* **SELECTION**
Philippine Supreme Court Jurisprudence


Philippine Supreme Court Jurisprudence > Year 1989 > March 1989 Decisions > G.R. No. 83239 March 8, 1989 - PHILIPPINE JAPAN ACTIVE CARBON CORP., ET AL. v. NATIONAL LABOR RELATIONS COMMISSION, ET AL.:




PHILIPPINE SUPREME COURT DECISIONS

FIRST DIVISION

[G.R. No. 83239. March 8, 1989.]

PHILIPPINE JAPAN ACTIVE CARBON CORPORATION AND TOKUICHI SATOFUKA, Petitioners, v. NATIONAL LABOR RELATIONS COMMISSION and OLGA S. QUIÑANOLA, Respondents.

Domingo & Padernal Law Offices Co., for Petitioners.

The Solicitor General for public Respondent.

B.E. Militar and Associate Law Offices for Private Respondent.

Entries on locating named things

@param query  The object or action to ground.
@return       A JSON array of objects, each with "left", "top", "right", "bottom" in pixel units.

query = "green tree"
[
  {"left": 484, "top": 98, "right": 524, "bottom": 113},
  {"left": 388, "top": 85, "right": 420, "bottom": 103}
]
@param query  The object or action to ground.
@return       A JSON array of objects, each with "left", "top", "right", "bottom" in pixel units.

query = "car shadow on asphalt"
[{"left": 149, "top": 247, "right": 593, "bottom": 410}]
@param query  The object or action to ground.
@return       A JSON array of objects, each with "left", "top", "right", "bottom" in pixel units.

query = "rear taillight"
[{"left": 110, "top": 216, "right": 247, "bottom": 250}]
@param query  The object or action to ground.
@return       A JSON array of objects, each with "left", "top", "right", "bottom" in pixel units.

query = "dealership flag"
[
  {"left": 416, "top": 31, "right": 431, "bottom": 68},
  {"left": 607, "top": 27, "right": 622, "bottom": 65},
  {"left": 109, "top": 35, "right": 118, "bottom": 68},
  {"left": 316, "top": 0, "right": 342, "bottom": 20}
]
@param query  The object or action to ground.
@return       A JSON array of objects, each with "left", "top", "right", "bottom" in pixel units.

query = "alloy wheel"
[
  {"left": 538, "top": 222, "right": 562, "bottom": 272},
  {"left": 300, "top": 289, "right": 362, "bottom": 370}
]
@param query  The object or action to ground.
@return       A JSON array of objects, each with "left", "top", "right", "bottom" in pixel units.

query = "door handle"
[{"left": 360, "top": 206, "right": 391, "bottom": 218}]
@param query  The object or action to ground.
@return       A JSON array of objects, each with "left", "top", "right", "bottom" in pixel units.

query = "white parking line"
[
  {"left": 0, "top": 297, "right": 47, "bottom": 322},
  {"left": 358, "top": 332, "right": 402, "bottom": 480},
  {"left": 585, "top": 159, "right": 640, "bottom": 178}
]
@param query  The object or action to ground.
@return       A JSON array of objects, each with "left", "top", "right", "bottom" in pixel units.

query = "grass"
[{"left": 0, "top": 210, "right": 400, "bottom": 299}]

* **EXERCISES**
1: Which law office represented the petitioners, according to the court decision header?
2: Rewrite the part of the court decision header between "[G.R. No. 83239." and "S. QUIÑANOLA, Respondents.", inclusive, replacing "Petitioners" with "Appellants".

* **RESPONSES PER TASK**
1: Domingo & Padernal Law Offices Co.

2:
[G.R. No. 83239. March 8, 1989.]

PHILIPPINE JAPAN ACTIVE CARBON CORPORATION AND TOKUICHI SATOFUKA, Appellants, v. NATIONAL LABOR RELATIONS COMMISSION and OLGA S. QUIÑANOLA, Respondents.